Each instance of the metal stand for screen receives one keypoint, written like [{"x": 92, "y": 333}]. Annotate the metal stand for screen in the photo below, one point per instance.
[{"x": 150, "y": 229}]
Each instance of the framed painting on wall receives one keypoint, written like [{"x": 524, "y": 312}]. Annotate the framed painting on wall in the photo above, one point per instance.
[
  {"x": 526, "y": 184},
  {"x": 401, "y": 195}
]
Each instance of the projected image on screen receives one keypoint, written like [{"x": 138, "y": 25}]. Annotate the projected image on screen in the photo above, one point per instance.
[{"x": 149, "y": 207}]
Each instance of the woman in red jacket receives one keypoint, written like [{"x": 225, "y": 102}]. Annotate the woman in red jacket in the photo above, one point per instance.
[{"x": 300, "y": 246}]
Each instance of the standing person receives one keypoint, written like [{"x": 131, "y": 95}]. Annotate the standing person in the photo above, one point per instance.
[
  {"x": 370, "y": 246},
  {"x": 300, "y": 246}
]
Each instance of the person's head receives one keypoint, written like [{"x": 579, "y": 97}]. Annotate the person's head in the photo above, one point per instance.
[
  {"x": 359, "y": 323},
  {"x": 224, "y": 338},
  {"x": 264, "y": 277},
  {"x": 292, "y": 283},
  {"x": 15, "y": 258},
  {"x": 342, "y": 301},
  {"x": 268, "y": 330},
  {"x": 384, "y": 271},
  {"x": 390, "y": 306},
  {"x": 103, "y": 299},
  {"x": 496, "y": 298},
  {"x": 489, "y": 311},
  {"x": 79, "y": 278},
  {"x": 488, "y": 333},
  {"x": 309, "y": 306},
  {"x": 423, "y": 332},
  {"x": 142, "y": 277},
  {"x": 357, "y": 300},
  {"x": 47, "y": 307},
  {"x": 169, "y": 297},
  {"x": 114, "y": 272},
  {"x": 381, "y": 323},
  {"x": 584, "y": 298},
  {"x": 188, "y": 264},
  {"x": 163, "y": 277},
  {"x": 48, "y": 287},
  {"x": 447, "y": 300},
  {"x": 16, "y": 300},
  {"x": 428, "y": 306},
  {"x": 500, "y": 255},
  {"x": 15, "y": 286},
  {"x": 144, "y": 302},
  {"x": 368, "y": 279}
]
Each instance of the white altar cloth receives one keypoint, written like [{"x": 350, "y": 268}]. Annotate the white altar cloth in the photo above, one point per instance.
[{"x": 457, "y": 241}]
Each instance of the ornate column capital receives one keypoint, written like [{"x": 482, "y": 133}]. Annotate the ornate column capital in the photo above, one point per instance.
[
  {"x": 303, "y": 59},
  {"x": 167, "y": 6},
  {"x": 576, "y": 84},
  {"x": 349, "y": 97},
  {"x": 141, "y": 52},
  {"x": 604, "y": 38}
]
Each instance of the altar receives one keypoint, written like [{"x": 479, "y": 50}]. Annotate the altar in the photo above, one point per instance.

Your objective ▸ Reproduce the complete set of lines precisely as supplied.

Result ▸
Each instance of the metal stand for screen receives one keypoint, written like [{"x": 92, "y": 333}]. Annotate the metal stand for screen in the photo below, one point per instance.
[{"x": 150, "y": 229}]
Each instance of the framed painting on wall receives one keypoint, written like [{"x": 524, "y": 312}]. Annotate the framed painting on wall in the photo above, one point per instance.
[
  {"x": 526, "y": 184},
  {"x": 401, "y": 195}
]
Each instance of the projected image on screen receives one keypoint, written like [{"x": 138, "y": 25}]. Annotate the projected image on screen in the photo above, one point per instance.
[{"x": 149, "y": 207}]
Each instance of the woman in red jacket receives one keypoint, written like [{"x": 225, "y": 102}]. Annotate the woman in red jacket in the photo above, one point per instance.
[{"x": 300, "y": 246}]
Each instance of the standing person receives one keypoint, written like [{"x": 131, "y": 95}]. Annotate the standing person in the photo above, one point per instance.
[
  {"x": 370, "y": 246},
  {"x": 300, "y": 246}
]
Each instance of the person's head receives one keypoint, written like [{"x": 579, "y": 97}]. Annotate the person's head in the photo above, one point per instance.
[
  {"x": 359, "y": 323},
  {"x": 224, "y": 338},
  {"x": 264, "y": 277},
  {"x": 292, "y": 283},
  {"x": 15, "y": 258},
  {"x": 342, "y": 301},
  {"x": 268, "y": 330},
  {"x": 384, "y": 271},
  {"x": 390, "y": 306},
  {"x": 103, "y": 299},
  {"x": 496, "y": 298},
  {"x": 489, "y": 311},
  {"x": 79, "y": 278},
  {"x": 488, "y": 333},
  {"x": 309, "y": 306},
  {"x": 423, "y": 332},
  {"x": 142, "y": 277},
  {"x": 357, "y": 300},
  {"x": 47, "y": 307},
  {"x": 169, "y": 297},
  {"x": 114, "y": 272},
  {"x": 381, "y": 323},
  {"x": 584, "y": 298},
  {"x": 188, "y": 264},
  {"x": 163, "y": 277},
  {"x": 48, "y": 287},
  {"x": 447, "y": 300},
  {"x": 16, "y": 300},
  {"x": 428, "y": 306},
  {"x": 500, "y": 255},
  {"x": 15, "y": 286},
  {"x": 144, "y": 302},
  {"x": 368, "y": 279}
]
Each instance of the white altar cloth receives one keypoint, written like [{"x": 350, "y": 268}]. Annotate the white altar cloth in the photo above, one point per instance.
[{"x": 457, "y": 241}]
Each instance of the ornate column capital receives one keypoint, written like [{"x": 482, "y": 133}]. Annotate the ornate column capital in the photo above, one point per instance.
[
  {"x": 303, "y": 59},
  {"x": 167, "y": 6},
  {"x": 576, "y": 84},
  {"x": 349, "y": 97},
  {"x": 141, "y": 52},
  {"x": 604, "y": 38}
]
Each instance of the altar receives one keypoint, written like [{"x": 479, "y": 50}]. Annotate the altar in the photo above, one point per instance.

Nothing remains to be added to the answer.